[Given request]: Scale every x and y pixel coordinate in the lines below by 2.05, rounding each result to a whole number with halves rounded up. Reproduce all of the lines in full with everything else unchanged, and leave the pictures out.

[Rows]:

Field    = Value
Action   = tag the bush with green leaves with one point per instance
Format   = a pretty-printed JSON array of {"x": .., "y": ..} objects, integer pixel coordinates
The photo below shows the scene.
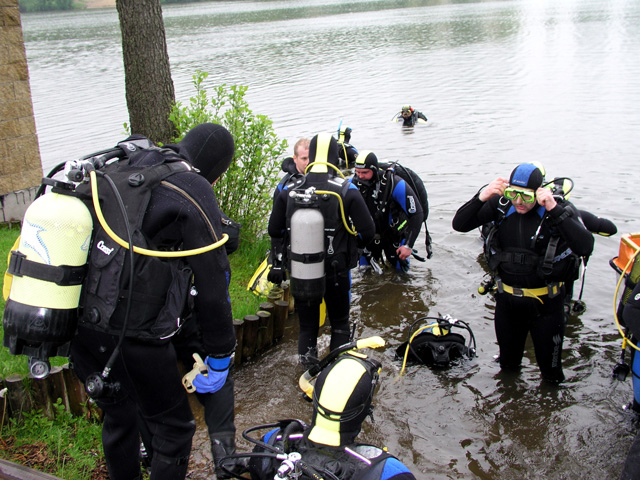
[{"x": 245, "y": 191}]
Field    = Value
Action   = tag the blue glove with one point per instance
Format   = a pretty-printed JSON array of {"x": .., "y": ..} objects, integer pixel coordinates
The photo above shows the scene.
[
  {"x": 277, "y": 275},
  {"x": 218, "y": 370}
]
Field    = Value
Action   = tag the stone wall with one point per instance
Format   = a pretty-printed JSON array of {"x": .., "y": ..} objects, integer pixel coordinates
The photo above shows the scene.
[{"x": 20, "y": 165}]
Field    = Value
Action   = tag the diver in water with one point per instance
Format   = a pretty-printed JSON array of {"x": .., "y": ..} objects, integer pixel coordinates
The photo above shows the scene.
[
  {"x": 294, "y": 167},
  {"x": 395, "y": 208},
  {"x": 410, "y": 116},
  {"x": 342, "y": 397},
  {"x": 533, "y": 246},
  {"x": 338, "y": 202}
]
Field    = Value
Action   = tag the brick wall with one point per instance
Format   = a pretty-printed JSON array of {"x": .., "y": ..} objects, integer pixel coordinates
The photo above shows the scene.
[{"x": 20, "y": 166}]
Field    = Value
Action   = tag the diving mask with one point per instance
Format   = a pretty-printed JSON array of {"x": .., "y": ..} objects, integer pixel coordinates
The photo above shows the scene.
[{"x": 527, "y": 196}]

[Expected output]:
Field    = Value
Action   = tag the bush with green leaves with one point per instance
Format   = a pretty-printed JSON array of {"x": .., "y": ..} objects, integer pixel coordinates
The photo below shows the scene.
[{"x": 502, "y": 392}]
Field    = Value
Action   = tag the blue glove with one point per instance
Format   = a pretty-printed JSON array of {"x": .., "y": ..} objects, integer pixel coordinates
The photo above shows the scene.
[
  {"x": 568, "y": 564},
  {"x": 447, "y": 759}
]
Field    = Value
Action   = tag the stone wall with one point per instance
Format   = a pretty-printed JSON array of {"x": .., "y": ..} objects, integer pixel coordinates
The photo above shows the scene.
[{"x": 41, "y": 338}]
Field    = Value
Action   = tag the diver in water with one point per instance
Format   = a pretty-printed JSON array of {"x": .., "y": ..} objects, integer pixel coordinates
The photo above shows the scene.
[
  {"x": 603, "y": 342},
  {"x": 810, "y": 426},
  {"x": 841, "y": 238},
  {"x": 701, "y": 814},
  {"x": 1093, "y": 504},
  {"x": 693, "y": 414}
]
Field    = Value
Action   = tag the brick wall with one point per instance
Format   = a pretty-printed JSON array of {"x": .., "y": ..} objects, integer pixel coordinates
The photo above shows the scene.
[{"x": 41, "y": 340}]
Field    = Value
Action   = tag the diving mask with one point per instance
Format   = a pretty-printed JSON array of {"x": .., "y": ..} objects, integer pixel coordinates
The photo above shows the scene.
[{"x": 1080, "y": 402}]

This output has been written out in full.